Exercises to complete >>
#1 Summarize the interview on sustainable investing in two sentences.
#2 Update the interview on sustainable investing by giving the passage starting with "VT: Would you" and going on through "still be right." again, with "listed markets" replaced by "public markets".

-- Selected excerpt follows --

On another note, food security and supply chain resilience in the food business are becoming more prominent, especially in light of heat waves and droughts, where the food supply is at risk, in conjunction with the reduced yields. We know that regenerating the soils and moving to more sustainable agricultural and forestry practices is key to restoring yields and ensuring we have enough food. In this conundrum, natural capital investment strategies become better understood.
VT: Would you say sustainable investing is being challenged right now?
ALR: It is, actually, on listed markets mostly. It is for many reasons that we all know, a lot are related to political reasons both in the US and in Europe. It's also because the macroeconomic context is more difficult and requires investments to make the sustainable transitions we need to do, so that's for sure. On listed markets, their key feature is to overreact, and the valuation of the market is not intrinsic; it's done by the market. Investors can change their mind every other day and still be right.
On illiquid markets, we invest for the long term with patient capital. We have fundamental valuations that don't change from one quarter to the next or from one year to the other, so therefore it's much more stable. That's why we are still much more aligned with the long-term trends that are happening.
VT: So today, you're speaking at a panel session here at the IPEM Wealth in Cannes about thematic funds. Are these funds the next biggest thing in wealth channels? What's your take on this?
ALR: Thematic funds on the listed markets, typically on listed equity markets, are valued because the value proposition is very clear. It’s the same for private assets; it's a clear value proposition, and more and more investors want to do good with their money. Ideally, they want to combine robust financial returns with a positive impact regarding environmental and social issues. Investing thematically enables you to do that.
That's basically our investment thesis and value proposition at Mirova, and therefore it’s a pretty powerful message because there is no trade-off to make in that kind of investment strategy. Basically, if the technology or the solution proposed by the project components in which we invest is robust technologically and the market from a sales perspective is there, then the more business the project proponent makes, the more money, the more financial returns, and the more impact. That’s why they are truly correlated, and it’s a virtuous circle. That’s why we believe our investment thesis is here to stay, and thematic funds make sense in this perspective.

-- Selected excerpt concluded --
-- Material shown follows --

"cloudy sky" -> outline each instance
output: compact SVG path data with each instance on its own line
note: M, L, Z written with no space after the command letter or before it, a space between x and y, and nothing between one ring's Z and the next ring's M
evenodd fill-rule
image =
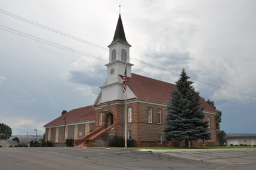
M174 84L185 68L221 129L256 133L254 0L0 0L0 123L43 134L62 110L94 103L119 3L133 73Z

-- Material shown concluded --

Answers below >>
#1 Sustainable investing is described as challenged mostly on listed markets, for political reasons in the US and Europe and because of a more difficult macroeconomic context, while illiquid markets with patient capital and fundamental valuations remain more stable. Thematic funds are presented as a clear value proposition that lets investors combine robust financial returns with positive environmental and social impact, which the speaker calls a virtuous circle.

#2
VT: Would you say sustainable investing is being challenged right now?
ALR: It is, actually, on public markets mostly. It is for many reasons that we all know, a lot are related to political reasons both in the US and in Europe. It's also because the macroeconomic context is more difficult and requires investments to make the sustainable transitions we need to do, so that's for sure. On public markets, their key feature is to overreact, and the valuation of the market is not intrinsic; it's done by the market. Investors can change their mind every other day and still be right.